Short problem
Rewrite the listing below, replacing every occurrence of "the sensor" with "the camera" and leaving everything else unchanged. Leave out the pictures in your answer.
###
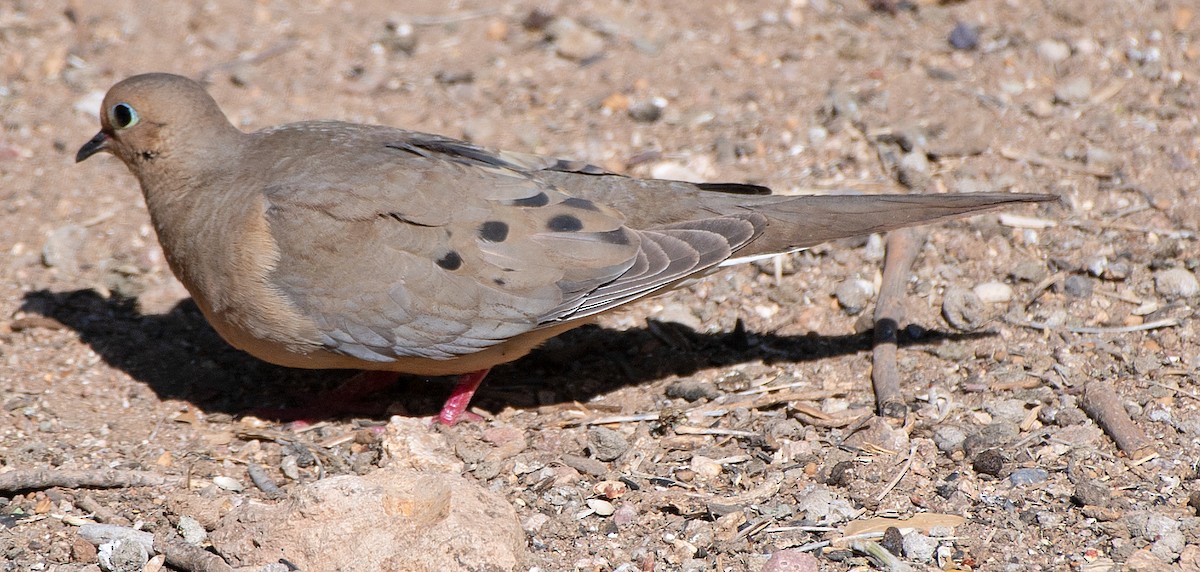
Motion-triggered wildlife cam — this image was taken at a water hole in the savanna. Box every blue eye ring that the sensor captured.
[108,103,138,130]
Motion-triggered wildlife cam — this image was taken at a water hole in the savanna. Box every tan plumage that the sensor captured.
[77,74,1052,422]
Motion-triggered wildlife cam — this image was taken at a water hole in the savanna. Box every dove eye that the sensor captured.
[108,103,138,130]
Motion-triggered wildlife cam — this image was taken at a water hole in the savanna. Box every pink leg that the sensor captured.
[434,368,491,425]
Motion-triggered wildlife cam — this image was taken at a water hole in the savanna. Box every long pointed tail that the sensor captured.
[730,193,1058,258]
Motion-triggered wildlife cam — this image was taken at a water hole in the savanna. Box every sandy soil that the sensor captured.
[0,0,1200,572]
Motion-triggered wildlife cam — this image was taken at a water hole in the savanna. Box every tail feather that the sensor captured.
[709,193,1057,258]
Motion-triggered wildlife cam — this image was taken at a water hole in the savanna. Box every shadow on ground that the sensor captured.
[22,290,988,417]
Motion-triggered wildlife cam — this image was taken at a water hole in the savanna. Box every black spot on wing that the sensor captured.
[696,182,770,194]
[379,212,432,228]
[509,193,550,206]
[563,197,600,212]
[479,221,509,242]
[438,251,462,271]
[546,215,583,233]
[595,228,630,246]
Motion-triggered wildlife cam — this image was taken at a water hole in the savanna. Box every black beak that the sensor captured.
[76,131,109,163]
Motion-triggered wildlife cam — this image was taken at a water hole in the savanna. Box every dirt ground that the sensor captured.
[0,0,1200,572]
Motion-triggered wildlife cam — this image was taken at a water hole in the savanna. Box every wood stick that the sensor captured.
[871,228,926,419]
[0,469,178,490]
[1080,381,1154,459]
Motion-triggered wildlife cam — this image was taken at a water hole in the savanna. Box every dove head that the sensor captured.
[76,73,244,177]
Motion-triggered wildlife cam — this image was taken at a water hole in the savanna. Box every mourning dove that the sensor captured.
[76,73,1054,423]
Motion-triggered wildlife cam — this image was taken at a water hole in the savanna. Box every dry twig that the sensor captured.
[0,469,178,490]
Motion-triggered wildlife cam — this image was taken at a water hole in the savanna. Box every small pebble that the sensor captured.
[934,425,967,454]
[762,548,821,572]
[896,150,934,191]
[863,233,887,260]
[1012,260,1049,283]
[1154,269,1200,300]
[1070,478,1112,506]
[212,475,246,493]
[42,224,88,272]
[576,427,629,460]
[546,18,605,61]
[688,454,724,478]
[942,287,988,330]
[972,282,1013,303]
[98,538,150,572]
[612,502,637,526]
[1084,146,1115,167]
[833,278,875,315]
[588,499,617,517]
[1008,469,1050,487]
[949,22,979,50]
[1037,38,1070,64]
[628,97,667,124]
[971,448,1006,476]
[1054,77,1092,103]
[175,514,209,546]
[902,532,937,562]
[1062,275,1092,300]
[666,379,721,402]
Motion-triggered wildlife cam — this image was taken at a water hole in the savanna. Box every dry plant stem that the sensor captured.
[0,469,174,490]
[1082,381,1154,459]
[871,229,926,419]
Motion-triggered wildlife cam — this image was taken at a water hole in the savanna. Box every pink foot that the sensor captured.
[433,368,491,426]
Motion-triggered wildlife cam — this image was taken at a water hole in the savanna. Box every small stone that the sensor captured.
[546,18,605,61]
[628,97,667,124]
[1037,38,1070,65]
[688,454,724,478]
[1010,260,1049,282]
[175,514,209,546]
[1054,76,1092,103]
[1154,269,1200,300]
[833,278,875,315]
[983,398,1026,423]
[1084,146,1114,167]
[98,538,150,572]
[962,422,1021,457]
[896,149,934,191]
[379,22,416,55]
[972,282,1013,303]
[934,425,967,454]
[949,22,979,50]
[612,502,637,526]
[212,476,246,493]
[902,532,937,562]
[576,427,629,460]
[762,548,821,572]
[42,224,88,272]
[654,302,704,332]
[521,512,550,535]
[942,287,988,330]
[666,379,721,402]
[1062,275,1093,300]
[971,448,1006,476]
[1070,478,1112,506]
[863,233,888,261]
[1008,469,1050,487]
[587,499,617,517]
###
Completed task
Motion-triggered wildlife cam — this image was taken at a water hole in the savanna. Box every blue eye ring that the camera captured.
[108,103,138,130]
Motion-triggered wildlife cam — this image was taken at a water hole in the savanna. Box every tan plumage that the camera captured.
[77,74,1052,422]
Motion-triggered wildlife cam — this image was taken at a water hole in the savanna. Box every dove eye that the camera captured.
[108,103,138,130]
Motion-triggered wildlife cam — this image was taken at a water hole in the savanna. Box every pink leg that the camera captured.
[434,368,491,425]
Motion-triggered wildlife cam — this image was taken at a water hole in the savanna. Box every long pointed tail that the camera captured.
[730,193,1058,258]
Motion-triggered wildlife cam — this image was taken at a water hole in the savanna. Box every sandy soil that the camera captured.
[0,0,1200,572]
Motion-triggered wildlife cam — this image was taken at a water hole in the savanna. Box every tail feather that the camera captured.
[709,193,1057,258]
Motion-triggered wildlife cam — this image was taken at a water hole in the savanna. Box every shadow on ground that the camera captured.
[22,290,988,417]
Motion-triggered wildlife cam — this image was taken at a water hole in the savanna. Box every black spot on wing that the camera captured.
[696,182,770,194]
[379,212,432,228]
[509,193,550,206]
[563,197,600,212]
[479,221,509,242]
[438,251,462,271]
[546,215,583,233]
[595,228,630,246]
Motion-triggered wildlife cam — this image was taken at a water hole in the savanna. Box every black beak that the camera captured.
[76,131,109,163]
Motion-triggered wildlife cam — this image was taken at a water hole in the savanna. Box every dirt ground that the camera captured.
[0,0,1200,572]
Motion-triggered wildlife cam — this image was taken at a water hole in the savanna. Box every wood stick that the camera captured.
[871,228,926,419]
[0,469,178,490]
[1080,381,1154,459]
Motion-triggered wildlife cam — this image was taken at a water hole in the savanna. Box every dove head that the camera captured.
[76,73,244,177]
Motion-triggered wildlife cam — this image was taken at a water hole in the savanna. Box every mourning dove that the camera captured.
[76,73,1054,423]
Motion-triggered wildlife cam — this image was taken at a water hole in the savanna. Box every dry twig that the camera captured.
[0,469,178,490]
Motion-triggered wildlife cam — this image was taken at a water hole in the savanna. Box every small pebble that the camera captured.
[934,425,967,454]
[762,548,821,572]
[896,150,934,191]
[863,233,887,260]
[1012,260,1049,283]
[1154,269,1200,300]
[1070,478,1112,506]
[212,475,246,493]
[42,224,88,272]
[576,427,629,460]
[546,18,605,61]
[688,454,724,478]
[942,287,988,330]
[972,282,1013,303]
[98,538,150,572]
[612,502,637,526]
[1084,146,1115,167]
[833,278,875,315]
[588,499,617,517]
[1008,469,1050,487]
[949,22,979,50]
[1037,38,1070,64]
[628,97,667,124]
[971,448,1006,476]
[1054,77,1092,103]
[175,514,209,546]
[902,532,937,562]
[1062,275,1092,300]
[666,379,721,402]
Motion-triggered wildlife cam — this image was taken at a water hole in the savanna. Box every dry plant stem that the camera captured.
[0,469,174,490]
[1082,381,1154,459]
[871,229,926,419]
Motion-triggered wildlife cam — this image was taken at a water hole in the savanna. Box every pink foot that the camera captured.
[433,368,491,426]
Motion-triggered wildlife cam — this image was taken at a water hole in the savanna. Box every small stone that the camera captured.
[546,18,605,61]
[628,97,667,124]
[1037,38,1070,65]
[688,454,724,478]
[1010,260,1049,282]
[175,514,209,546]
[1054,76,1092,103]
[1154,269,1200,300]
[833,278,875,315]
[983,398,1026,423]
[1084,146,1114,167]
[98,538,150,572]
[962,422,1021,457]
[896,149,934,191]
[379,22,416,55]
[972,282,1013,303]
[934,425,967,454]
[949,22,979,50]
[612,502,637,526]
[212,476,246,493]
[902,532,937,562]
[576,427,629,460]
[762,548,821,572]
[42,224,88,272]
[654,302,704,332]
[521,512,550,535]
[942,287,988,330]
[666,379,721,402]
[1062,275,1093,300]
[971,448,1006,476]
[1070,478,1112,506]
[863,233,888,261]
[1008,469,1050,487]
[587,499,617,517]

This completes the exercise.